_PAGE EXCERPT:_
....

[Theory] TODAY: 9/20 Talks at TTIC: Idan Attias, IDEAL Institute (10:30am)

Mary Marre via Theory theory at mailman.cs.uchicago.edu
Fri Sep 20 09:30:00 CDT 2024


*Please Note! Time Changed from 11am to 10:30 am CT *

*When*:    Friday, September 20, 2024 at* 10:30** am** CT *

*Where*:   Talk will be given *live, in-person* at
               TTIC, 6045 S. Kenwood Avenue
               5th Floor, *Room 530*

*Virtually*:  * view talk here*
<https://uchicago.hosted.panopto.com/Panopto/Pages/Viewer.aspx?id=3623eef8-0273-43dd-8383-b1ef01038b31>

*Who:  *    Idan Attias, IDEAL Institute


*Title:* Information Complexity of Stochastic Convex Optimization:
Applications to Generalization, Memorization and Privacy
*Abstract:* Despite intense study, the relationship between generalization
and memorization in machine learning has yet to be fully characterized.

....

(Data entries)

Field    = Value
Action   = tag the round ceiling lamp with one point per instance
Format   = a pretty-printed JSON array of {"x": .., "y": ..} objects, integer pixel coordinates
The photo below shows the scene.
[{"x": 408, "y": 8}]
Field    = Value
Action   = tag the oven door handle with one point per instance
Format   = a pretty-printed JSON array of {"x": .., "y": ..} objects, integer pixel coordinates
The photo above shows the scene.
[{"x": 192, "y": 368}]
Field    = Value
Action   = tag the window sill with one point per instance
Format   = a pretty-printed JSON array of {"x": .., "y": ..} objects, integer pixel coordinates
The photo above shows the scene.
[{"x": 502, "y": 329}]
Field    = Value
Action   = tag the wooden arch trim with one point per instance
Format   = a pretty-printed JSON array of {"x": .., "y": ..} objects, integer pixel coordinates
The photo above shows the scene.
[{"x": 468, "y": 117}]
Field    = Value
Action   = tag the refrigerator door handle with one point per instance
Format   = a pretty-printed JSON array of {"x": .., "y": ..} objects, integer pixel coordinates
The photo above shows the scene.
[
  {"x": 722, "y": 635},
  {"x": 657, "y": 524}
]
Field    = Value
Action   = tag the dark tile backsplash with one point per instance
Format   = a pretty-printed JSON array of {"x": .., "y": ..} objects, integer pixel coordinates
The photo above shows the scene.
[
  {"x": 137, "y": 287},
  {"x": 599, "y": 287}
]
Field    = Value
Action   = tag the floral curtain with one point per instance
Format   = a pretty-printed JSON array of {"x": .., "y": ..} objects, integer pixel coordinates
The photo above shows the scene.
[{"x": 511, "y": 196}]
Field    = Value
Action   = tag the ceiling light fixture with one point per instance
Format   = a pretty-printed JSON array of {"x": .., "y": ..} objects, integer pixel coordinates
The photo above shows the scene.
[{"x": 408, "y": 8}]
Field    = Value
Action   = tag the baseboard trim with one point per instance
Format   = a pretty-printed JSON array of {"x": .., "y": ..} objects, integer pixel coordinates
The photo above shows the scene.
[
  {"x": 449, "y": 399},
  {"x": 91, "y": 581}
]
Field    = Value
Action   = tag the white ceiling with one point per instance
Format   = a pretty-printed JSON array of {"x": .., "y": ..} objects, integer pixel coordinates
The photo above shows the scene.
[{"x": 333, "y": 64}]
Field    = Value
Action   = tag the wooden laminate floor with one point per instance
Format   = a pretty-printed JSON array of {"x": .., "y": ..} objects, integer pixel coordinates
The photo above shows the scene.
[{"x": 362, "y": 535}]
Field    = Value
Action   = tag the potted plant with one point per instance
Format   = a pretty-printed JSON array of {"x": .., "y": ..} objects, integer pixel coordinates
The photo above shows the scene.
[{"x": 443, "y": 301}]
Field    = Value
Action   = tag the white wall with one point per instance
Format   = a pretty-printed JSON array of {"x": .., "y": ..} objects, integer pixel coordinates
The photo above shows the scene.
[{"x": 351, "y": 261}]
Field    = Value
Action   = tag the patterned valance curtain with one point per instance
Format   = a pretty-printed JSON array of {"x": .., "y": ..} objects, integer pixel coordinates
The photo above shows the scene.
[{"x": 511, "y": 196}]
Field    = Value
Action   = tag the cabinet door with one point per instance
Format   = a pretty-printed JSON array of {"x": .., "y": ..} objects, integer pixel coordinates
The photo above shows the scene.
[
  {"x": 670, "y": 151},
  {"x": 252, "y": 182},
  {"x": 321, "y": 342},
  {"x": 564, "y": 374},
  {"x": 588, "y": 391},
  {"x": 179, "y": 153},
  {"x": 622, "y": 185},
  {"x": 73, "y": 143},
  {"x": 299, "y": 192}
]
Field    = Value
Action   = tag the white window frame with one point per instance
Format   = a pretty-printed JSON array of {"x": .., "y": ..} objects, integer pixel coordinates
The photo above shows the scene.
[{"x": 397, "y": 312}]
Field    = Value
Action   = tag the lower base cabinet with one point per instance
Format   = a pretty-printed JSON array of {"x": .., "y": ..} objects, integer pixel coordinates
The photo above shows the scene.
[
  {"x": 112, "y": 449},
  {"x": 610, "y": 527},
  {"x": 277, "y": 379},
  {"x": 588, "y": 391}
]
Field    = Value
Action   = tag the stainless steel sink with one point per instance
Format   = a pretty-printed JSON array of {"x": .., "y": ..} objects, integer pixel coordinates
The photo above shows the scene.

....

_THE EXERCISE:_ Could you carry the TTIC talk announcement forward, picking up right after its final sentence about generalization and memorization?

_WRITTEN RESPONSE:_
Classically, ideal learning algorithms would primarily extract relevant
information from their training data, avoiding memorization of irrelevant
information. This intuition is supported by theoretical work demonstrating
the benefits of limited memorization for strong generalization. This
intuition, however, is challenged by the success of modern
overparameterized deep neural networks. These models often achieve high
test accuracy despite memorizing a significant number of training data.
Recent studies suggest that memorization plays a more complex role in
generalization than previously thought: memorization might even be
necessary for good generalization.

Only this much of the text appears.